課題の概要:
この書評について、次の問いに答えてください。
1. 「北米文学体験」に続いて挙げられている作家名のうち、最初に書かれているのは誰ですか。
2. 「活字中毒の禁断症状」を癒すのに使ったものとして挙げられているのは何ですか。
3. 大型書店についての引用は何ページからとられていますか。

本文抜粋:

________________________

素敵な物語。
古き良き「北米文学」
紙の本で、しかも文芸作品を読むという行為が既にノスタルジックになりつつある中でこの物語は古き良き北米(アメリカ合衆国とは言ってない)文学体験を思い出させてくれる。
ポール・オースター、カポーティ、メルヴィル、フォークナー、ヘミングウェイ、ルーシー・モンゴメリ・・
本を読むのが大好きだったし、書店が好きだったし、古本屋も好きだった。
しかしいつからか読書から遠ざかり、お気に入りの書店は縮小され、或いは閉店し、気付けば電子書籍リーダーやらスマホやらで活字中毒の禁断症状を癒した事もあった。
『いまやチェーンの大型書店もいたるところで姿を消しつつある。彼の見方では、チェーンの大型書店のある世界よりもっと悪いのは、チェーンの大型書店がまったくない世界だ。』(p.287)
この物語は孤独、ひとりぼっちだった主人公たちが読書を通じて、書店を通じて、繋がりを得てゆく物語である。

________________________

(収集したデータ項目)
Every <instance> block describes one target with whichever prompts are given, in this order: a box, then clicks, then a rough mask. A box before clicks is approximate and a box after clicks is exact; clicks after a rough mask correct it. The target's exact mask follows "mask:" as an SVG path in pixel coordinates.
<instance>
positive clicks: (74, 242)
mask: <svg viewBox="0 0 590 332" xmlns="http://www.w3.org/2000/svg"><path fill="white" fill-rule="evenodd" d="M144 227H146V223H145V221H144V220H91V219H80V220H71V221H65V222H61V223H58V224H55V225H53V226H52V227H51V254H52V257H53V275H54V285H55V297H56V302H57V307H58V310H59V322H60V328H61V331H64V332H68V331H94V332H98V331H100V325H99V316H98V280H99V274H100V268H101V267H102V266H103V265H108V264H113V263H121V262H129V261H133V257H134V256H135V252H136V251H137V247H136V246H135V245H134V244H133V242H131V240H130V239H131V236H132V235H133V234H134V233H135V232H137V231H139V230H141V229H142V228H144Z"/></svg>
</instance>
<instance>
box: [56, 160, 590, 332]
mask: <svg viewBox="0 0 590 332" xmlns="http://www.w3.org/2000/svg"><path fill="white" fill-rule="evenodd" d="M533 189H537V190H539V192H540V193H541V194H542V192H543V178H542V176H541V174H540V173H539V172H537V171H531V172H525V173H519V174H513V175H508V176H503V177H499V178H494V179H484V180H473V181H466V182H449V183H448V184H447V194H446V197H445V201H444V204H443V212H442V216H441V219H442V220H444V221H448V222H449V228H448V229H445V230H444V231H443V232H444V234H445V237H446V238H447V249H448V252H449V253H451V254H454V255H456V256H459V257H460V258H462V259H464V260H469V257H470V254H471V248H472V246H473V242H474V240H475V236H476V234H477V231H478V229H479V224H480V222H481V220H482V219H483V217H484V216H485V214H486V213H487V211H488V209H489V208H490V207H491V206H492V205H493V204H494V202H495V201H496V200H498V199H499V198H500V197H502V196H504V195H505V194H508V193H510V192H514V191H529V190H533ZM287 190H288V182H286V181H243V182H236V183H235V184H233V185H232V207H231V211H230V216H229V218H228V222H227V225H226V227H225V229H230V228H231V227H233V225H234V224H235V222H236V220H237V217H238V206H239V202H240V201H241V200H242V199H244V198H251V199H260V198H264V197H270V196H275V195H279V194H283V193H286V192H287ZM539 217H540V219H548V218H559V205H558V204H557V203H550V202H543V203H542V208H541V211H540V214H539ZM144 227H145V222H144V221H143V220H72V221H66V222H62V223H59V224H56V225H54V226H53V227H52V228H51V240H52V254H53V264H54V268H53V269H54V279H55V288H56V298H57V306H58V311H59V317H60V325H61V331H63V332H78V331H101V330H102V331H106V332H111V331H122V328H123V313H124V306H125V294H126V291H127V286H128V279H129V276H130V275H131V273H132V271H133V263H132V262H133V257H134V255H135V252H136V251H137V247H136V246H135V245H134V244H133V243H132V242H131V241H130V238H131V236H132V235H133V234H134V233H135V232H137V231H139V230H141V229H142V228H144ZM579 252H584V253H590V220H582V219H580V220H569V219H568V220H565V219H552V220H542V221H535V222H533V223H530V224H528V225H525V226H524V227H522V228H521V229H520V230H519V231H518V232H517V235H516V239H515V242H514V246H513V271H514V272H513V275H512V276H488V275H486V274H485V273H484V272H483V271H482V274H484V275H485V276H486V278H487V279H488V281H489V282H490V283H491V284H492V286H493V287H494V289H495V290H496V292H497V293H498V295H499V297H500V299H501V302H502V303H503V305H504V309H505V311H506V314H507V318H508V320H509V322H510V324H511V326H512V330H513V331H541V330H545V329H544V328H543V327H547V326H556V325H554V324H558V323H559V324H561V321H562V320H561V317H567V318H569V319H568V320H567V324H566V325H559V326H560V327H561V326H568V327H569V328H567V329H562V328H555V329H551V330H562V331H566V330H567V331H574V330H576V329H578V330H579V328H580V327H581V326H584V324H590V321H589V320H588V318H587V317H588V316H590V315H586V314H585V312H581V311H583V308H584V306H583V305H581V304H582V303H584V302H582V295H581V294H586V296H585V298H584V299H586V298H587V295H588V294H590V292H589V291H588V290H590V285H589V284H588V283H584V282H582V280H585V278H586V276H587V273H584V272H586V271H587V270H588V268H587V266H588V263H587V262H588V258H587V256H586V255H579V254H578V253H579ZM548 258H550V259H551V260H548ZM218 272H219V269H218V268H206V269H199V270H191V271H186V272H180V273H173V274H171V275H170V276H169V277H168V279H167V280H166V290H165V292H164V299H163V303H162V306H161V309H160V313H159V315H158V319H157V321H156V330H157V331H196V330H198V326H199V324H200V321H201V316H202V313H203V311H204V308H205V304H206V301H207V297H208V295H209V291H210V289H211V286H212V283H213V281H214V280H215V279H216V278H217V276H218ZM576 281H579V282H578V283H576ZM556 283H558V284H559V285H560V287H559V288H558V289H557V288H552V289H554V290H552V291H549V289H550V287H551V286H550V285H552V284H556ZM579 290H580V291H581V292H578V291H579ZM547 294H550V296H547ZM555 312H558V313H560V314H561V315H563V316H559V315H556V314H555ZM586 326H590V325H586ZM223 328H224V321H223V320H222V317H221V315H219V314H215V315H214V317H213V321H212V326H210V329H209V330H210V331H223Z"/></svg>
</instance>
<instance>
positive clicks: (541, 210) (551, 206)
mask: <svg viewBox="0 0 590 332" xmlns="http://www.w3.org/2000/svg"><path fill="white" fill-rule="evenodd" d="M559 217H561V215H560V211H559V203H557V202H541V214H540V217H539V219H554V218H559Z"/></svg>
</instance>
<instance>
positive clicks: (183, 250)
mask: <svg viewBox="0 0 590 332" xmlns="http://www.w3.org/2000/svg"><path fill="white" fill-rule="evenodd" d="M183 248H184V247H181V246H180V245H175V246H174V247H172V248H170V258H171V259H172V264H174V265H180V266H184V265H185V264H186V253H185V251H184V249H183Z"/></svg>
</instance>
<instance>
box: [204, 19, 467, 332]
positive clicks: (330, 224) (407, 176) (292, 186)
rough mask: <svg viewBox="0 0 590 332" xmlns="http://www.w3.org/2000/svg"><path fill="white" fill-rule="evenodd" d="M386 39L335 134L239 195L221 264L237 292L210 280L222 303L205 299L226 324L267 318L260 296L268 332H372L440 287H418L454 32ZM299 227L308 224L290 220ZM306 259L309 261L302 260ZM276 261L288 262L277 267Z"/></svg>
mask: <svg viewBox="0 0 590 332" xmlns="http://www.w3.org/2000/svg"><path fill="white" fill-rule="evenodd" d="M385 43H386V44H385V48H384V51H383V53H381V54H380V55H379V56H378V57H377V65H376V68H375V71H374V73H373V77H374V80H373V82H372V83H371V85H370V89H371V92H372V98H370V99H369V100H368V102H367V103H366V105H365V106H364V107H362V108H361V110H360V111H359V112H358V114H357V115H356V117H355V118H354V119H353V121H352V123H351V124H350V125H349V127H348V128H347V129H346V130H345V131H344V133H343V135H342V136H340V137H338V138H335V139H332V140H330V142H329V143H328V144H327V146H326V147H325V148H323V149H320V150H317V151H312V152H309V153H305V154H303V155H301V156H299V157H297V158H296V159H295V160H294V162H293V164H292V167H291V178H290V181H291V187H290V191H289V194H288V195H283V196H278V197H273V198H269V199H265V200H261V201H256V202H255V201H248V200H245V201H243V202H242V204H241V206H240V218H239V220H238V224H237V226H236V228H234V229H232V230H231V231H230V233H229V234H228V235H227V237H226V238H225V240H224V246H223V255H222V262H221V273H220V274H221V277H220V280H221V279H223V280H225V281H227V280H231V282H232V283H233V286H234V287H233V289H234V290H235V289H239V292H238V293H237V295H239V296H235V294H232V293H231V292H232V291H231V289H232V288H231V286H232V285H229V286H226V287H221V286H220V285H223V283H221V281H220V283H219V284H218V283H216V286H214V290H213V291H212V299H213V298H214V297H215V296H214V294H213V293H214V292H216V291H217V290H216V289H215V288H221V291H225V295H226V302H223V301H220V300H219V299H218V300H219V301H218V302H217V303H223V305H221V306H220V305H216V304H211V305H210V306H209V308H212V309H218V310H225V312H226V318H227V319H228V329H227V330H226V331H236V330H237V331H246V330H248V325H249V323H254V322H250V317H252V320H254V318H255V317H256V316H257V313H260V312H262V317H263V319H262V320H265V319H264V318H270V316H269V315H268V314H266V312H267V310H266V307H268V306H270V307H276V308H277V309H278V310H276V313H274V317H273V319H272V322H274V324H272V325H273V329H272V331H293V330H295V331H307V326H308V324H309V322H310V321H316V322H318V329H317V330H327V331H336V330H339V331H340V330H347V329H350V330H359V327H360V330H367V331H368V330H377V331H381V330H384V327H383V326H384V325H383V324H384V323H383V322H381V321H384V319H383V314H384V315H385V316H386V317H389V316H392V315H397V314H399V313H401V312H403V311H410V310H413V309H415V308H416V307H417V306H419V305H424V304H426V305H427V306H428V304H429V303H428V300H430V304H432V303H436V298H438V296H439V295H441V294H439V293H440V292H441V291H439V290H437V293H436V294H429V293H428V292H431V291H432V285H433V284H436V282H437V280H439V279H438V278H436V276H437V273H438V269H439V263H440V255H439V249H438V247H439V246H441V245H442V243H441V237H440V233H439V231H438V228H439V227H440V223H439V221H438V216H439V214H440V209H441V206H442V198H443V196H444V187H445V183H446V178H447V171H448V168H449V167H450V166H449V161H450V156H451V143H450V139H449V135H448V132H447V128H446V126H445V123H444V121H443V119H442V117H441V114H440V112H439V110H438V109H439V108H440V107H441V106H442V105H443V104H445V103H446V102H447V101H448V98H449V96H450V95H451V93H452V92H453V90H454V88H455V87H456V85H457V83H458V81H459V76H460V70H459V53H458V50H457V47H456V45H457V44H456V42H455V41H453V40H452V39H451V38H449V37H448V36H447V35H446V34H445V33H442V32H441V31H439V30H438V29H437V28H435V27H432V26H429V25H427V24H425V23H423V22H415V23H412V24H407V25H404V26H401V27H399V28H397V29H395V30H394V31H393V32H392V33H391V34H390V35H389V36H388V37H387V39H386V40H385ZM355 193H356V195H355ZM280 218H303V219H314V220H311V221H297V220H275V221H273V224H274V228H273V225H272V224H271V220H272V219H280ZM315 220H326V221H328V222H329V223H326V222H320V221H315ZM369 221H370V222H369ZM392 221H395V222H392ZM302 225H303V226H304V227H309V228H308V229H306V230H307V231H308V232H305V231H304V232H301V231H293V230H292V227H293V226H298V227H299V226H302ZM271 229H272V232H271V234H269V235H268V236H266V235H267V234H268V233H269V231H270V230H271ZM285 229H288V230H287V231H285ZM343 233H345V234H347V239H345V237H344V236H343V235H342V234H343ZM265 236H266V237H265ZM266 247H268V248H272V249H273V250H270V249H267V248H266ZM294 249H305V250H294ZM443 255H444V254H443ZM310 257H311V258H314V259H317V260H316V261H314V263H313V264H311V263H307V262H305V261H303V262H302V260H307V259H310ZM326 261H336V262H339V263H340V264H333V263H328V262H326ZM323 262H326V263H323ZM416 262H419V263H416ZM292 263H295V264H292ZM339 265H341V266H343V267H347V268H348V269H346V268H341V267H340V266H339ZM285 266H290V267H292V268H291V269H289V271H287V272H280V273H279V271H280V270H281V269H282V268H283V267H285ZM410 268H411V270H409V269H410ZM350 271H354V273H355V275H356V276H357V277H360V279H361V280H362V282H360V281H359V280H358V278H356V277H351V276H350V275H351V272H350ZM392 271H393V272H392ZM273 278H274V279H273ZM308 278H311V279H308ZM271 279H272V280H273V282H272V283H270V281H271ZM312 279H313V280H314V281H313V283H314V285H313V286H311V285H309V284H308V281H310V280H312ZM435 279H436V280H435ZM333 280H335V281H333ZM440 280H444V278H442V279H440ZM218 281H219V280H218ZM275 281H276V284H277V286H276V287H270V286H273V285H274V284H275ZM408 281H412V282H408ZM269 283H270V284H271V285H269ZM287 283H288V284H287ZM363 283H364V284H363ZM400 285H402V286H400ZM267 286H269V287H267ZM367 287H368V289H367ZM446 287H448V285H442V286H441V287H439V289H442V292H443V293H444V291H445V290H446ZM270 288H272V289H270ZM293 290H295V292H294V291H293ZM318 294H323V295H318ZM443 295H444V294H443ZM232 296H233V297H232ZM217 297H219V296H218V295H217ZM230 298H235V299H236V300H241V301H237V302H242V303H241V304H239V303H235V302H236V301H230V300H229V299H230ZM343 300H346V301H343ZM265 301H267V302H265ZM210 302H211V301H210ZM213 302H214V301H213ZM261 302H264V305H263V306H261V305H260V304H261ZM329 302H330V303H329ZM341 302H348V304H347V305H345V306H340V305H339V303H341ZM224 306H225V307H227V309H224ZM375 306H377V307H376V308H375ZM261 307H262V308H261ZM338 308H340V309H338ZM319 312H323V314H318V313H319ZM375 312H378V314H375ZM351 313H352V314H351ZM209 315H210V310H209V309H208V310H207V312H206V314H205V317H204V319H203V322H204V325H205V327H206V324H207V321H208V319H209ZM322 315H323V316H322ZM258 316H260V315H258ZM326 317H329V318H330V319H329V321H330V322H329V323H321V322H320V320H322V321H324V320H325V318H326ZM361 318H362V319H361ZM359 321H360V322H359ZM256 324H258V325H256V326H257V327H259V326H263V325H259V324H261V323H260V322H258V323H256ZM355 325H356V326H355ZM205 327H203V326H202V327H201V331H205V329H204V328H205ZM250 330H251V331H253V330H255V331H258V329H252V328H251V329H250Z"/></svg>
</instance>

________________________

課題の解答:
1. ポール・オースター
2. 電子書籍リーダーとスマホ
3. 287ページ